What the task asks
Please give back only the lines below from the one containing "point: arched doorway" to the one containing "Query: white plaster facade", each repeated word for word, both ends included.

Start of Data excerpts

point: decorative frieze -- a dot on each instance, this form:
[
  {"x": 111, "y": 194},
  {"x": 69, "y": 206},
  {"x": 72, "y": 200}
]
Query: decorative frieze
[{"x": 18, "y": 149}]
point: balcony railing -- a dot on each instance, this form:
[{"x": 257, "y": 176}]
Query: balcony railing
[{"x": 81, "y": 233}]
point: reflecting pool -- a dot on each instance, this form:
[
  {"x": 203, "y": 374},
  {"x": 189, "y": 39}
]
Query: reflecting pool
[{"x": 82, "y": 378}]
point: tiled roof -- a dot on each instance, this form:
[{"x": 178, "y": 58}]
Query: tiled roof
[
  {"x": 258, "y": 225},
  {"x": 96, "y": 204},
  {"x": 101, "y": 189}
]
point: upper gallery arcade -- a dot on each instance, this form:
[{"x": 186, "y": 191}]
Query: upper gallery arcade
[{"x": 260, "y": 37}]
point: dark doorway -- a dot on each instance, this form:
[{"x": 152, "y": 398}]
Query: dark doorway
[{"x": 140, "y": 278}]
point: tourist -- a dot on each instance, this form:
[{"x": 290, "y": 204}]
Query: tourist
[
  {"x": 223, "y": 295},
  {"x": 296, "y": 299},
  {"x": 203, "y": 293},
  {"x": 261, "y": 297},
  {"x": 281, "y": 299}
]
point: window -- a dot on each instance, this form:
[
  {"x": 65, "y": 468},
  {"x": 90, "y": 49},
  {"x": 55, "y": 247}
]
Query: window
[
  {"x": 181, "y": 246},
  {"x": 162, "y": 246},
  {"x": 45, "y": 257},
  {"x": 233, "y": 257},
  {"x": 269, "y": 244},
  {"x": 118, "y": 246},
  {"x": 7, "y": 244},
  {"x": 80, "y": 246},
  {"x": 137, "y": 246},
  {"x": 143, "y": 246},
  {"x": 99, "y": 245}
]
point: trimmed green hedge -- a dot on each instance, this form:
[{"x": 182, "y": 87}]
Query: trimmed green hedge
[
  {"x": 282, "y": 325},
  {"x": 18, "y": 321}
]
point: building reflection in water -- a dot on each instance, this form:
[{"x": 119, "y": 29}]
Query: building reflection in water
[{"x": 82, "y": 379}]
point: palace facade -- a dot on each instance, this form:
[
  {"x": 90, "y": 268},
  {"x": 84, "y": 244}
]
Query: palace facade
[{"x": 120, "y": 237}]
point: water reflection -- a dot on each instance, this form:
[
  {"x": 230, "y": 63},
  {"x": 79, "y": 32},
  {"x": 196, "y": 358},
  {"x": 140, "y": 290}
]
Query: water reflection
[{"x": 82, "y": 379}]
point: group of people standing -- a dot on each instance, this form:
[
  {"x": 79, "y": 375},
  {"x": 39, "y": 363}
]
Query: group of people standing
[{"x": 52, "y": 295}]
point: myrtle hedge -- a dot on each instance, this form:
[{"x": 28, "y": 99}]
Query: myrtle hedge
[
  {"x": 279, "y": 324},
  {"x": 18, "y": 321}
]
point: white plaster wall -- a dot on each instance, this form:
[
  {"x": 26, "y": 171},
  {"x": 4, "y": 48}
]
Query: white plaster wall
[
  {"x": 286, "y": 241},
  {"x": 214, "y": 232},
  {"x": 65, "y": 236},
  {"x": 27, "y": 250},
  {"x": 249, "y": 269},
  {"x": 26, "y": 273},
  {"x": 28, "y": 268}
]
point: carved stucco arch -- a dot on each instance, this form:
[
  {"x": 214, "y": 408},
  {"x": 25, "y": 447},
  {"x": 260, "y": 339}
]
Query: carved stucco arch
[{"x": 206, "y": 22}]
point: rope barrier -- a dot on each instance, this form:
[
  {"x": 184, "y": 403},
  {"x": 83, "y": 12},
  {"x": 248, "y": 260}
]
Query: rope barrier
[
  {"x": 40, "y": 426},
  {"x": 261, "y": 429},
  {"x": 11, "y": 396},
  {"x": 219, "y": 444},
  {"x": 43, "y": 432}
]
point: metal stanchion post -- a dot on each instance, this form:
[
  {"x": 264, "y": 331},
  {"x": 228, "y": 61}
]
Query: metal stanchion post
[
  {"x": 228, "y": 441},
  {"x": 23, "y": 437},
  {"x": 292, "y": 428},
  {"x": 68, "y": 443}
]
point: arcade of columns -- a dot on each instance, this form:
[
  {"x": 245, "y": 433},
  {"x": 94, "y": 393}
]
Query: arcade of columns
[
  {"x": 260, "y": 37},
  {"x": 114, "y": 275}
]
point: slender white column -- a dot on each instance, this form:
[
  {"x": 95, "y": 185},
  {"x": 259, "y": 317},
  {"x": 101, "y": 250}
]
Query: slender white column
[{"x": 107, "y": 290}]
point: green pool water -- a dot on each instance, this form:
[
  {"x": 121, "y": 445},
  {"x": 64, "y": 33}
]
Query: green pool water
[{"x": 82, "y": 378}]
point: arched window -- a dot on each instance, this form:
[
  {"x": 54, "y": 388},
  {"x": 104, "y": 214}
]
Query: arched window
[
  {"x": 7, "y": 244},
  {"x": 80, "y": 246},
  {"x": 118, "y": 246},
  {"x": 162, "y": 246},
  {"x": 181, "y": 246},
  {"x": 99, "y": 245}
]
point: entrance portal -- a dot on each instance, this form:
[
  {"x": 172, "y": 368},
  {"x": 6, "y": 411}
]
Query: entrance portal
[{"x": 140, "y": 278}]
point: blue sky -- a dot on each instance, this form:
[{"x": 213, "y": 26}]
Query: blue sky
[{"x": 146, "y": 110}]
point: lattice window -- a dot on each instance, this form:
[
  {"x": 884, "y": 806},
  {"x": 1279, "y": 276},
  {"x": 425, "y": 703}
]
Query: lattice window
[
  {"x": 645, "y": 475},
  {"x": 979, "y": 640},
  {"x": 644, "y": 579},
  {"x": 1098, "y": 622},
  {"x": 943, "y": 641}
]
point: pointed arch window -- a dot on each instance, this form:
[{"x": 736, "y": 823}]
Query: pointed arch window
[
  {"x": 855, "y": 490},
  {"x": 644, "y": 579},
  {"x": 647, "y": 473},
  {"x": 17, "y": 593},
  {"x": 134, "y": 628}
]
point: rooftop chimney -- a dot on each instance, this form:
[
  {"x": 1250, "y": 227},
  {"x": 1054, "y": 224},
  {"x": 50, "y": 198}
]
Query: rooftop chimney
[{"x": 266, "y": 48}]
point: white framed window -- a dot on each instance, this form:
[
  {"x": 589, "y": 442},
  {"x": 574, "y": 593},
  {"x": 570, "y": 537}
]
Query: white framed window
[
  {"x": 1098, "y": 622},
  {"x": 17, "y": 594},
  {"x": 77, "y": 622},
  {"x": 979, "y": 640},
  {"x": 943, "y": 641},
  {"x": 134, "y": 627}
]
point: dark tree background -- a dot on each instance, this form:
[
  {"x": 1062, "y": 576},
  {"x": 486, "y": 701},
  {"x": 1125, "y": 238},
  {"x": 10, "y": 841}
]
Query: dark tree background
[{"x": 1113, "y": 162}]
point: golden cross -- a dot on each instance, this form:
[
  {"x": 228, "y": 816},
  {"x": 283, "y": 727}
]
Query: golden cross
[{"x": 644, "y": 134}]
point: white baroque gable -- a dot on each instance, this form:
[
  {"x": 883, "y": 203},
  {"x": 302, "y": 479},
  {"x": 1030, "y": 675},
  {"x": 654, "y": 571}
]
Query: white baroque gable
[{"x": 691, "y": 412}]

End of Data excerpts
Start of Data excerpts

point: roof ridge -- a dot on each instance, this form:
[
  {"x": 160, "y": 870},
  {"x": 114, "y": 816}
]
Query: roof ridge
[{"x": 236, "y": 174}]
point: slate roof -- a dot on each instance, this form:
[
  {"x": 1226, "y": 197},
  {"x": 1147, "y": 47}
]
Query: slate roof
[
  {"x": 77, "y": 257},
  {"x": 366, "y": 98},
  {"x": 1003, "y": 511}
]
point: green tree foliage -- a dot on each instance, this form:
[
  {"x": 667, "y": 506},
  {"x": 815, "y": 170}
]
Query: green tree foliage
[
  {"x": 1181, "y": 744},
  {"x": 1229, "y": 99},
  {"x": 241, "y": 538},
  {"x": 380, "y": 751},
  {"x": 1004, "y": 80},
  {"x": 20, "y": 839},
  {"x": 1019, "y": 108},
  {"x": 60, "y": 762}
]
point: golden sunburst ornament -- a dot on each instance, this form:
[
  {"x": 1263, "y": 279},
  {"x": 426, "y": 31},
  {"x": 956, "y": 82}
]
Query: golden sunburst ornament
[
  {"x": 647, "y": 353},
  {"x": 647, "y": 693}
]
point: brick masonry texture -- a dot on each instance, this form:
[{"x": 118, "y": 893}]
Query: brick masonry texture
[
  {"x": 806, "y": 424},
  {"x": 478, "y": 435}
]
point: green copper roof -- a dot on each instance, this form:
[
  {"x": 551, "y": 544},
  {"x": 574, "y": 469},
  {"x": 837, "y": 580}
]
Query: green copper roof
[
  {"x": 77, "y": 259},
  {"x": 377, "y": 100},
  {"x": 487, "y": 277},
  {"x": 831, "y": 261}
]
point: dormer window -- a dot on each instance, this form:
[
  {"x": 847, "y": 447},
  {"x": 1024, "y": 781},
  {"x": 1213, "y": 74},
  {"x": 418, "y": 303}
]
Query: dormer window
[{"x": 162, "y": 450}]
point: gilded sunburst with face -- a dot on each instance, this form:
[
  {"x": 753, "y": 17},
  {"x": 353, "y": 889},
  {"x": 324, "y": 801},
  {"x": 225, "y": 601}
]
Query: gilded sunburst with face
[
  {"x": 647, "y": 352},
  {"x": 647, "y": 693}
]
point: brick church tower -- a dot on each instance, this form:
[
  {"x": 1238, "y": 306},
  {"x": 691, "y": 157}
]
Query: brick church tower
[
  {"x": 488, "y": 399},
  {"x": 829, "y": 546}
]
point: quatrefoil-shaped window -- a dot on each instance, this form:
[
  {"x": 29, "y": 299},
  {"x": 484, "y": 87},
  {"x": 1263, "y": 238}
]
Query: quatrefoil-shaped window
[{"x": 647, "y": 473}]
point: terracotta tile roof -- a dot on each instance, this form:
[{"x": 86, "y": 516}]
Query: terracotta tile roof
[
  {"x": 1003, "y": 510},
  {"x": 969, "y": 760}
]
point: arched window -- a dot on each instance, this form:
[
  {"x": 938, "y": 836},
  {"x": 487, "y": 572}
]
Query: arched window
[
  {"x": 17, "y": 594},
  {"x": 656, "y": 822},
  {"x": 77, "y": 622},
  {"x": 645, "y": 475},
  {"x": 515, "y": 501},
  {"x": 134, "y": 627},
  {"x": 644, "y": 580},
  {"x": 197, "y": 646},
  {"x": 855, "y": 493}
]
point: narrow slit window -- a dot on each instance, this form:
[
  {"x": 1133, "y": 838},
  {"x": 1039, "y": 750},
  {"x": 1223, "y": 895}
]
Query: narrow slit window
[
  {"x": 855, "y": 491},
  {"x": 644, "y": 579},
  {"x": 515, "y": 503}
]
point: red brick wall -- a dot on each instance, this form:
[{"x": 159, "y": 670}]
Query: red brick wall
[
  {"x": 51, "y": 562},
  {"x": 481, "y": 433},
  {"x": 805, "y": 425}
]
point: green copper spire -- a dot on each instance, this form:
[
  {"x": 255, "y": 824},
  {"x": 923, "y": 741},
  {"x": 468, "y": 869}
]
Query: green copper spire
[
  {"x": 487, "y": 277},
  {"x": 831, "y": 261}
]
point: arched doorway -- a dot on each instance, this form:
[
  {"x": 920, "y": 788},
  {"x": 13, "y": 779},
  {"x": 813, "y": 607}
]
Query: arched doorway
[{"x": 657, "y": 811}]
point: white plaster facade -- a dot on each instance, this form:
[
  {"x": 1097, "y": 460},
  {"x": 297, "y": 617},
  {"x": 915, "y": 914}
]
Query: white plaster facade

End of Data excerpts

Expected output
point: arched doorway -- a dot on each instance, this form:
[
  {"x": 920, "y": 788},
  {"x": 13, "y": 779},
  {"x": 813, "y": 607}
]
Query: arched doorway
[{"x": 657, "y": 811}]
point: white plaster facade -- a dot on each instance, this form:
[
  {"x": 1097, "y": 460},
  {"x": 297, "y": 617},
  {"x": 915, "y": 914}
]
Query: white plaster facade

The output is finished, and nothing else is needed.